• The problem: From the entries below, return exactly the lines beginning at the one that contains "Where can the winding" and ending at the one that contains "Where can the blue", both of them included, and only those lines.
***** Information given *****
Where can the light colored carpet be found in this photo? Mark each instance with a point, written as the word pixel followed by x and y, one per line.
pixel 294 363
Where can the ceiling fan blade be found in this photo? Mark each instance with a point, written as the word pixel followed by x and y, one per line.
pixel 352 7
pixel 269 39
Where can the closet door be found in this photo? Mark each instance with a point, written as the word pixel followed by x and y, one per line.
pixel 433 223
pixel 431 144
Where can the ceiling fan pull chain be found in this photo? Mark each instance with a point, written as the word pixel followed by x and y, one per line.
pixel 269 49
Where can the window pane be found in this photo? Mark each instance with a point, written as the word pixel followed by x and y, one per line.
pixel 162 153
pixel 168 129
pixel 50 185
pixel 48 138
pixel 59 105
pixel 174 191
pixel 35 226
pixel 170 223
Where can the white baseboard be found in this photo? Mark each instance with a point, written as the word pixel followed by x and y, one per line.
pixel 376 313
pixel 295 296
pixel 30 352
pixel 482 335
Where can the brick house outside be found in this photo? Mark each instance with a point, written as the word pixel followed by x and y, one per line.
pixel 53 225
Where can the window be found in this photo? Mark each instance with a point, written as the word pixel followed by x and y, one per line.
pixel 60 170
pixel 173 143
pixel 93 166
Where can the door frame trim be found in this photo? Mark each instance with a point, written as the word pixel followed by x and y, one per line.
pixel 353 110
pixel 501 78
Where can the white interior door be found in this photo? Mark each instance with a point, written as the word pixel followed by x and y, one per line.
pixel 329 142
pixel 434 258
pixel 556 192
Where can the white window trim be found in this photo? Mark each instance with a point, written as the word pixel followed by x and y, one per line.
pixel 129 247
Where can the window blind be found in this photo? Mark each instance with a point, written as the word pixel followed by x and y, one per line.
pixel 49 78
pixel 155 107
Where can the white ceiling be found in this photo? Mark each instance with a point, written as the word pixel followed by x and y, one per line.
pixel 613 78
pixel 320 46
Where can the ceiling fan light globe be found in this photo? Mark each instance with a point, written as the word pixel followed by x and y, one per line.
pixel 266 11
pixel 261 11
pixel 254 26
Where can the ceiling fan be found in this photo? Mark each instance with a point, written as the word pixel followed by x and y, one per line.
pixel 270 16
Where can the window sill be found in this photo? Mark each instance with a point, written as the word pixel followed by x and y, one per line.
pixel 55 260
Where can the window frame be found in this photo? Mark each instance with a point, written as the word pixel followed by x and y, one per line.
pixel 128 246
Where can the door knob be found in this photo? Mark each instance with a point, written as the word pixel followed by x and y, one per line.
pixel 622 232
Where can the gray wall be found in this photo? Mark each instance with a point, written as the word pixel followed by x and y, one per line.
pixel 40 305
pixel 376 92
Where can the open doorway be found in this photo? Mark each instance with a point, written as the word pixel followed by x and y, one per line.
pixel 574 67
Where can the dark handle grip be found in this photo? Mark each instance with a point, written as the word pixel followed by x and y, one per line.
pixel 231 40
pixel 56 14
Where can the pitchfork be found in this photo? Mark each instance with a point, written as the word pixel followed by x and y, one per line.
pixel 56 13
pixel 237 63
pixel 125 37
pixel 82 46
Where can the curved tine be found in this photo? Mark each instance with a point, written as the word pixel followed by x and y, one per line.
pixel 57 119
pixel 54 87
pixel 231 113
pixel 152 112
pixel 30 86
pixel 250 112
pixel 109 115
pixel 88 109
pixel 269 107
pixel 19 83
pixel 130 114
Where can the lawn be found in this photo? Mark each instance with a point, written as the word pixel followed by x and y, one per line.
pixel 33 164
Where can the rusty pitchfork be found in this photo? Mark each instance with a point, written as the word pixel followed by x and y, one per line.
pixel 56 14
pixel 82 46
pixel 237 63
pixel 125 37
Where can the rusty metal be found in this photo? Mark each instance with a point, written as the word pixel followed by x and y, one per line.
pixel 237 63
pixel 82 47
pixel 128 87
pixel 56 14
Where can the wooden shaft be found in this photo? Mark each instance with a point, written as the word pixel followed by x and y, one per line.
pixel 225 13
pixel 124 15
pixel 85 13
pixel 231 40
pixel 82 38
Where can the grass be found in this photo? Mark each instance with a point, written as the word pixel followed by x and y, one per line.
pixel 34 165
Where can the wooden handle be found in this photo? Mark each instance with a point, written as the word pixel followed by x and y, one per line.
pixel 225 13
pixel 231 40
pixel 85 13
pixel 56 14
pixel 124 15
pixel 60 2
*****
***** Information given *****
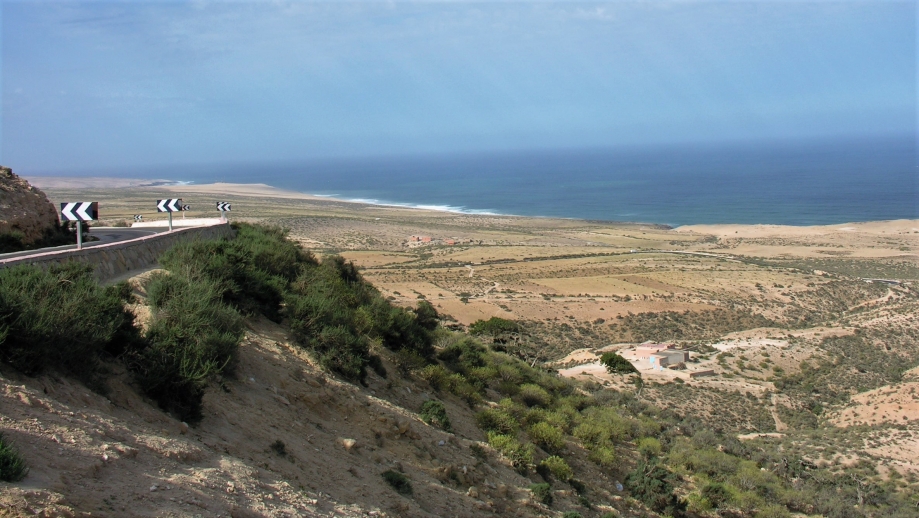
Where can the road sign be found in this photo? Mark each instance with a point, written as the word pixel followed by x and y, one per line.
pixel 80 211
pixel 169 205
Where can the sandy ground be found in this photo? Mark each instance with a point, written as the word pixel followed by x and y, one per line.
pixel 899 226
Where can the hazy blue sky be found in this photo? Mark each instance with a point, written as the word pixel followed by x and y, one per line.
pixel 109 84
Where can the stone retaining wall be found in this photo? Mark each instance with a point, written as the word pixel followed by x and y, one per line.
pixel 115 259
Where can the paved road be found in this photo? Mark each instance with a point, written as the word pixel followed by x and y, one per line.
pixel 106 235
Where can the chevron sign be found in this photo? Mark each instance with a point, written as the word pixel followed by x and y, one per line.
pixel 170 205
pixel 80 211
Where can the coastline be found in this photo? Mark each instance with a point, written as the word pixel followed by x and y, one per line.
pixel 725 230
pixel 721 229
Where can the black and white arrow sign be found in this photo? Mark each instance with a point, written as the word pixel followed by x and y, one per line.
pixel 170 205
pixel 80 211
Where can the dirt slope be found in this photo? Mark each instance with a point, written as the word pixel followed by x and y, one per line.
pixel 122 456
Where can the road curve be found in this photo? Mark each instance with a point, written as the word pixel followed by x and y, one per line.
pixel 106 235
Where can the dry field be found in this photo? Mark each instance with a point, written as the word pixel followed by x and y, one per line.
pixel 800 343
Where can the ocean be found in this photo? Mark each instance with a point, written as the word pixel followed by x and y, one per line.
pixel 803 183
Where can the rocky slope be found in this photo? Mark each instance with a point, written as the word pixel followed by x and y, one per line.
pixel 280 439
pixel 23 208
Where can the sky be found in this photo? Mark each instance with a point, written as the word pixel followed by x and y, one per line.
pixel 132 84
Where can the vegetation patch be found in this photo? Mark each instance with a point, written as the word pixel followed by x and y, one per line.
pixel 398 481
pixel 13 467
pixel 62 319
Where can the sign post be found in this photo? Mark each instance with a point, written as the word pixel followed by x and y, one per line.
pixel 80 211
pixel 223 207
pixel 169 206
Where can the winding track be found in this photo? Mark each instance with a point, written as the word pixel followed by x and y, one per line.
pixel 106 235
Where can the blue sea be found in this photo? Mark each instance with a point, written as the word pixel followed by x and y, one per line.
*****
• Final answer:
Where can the winding track be found in this photo? Mark each instance with a point, written as the word pixel followed by x and y, one per line.
pixel 106 235
Where can the blue sea be found in this photo? Mark each instance with a point, written as the word pixel followed by x and y, one per line.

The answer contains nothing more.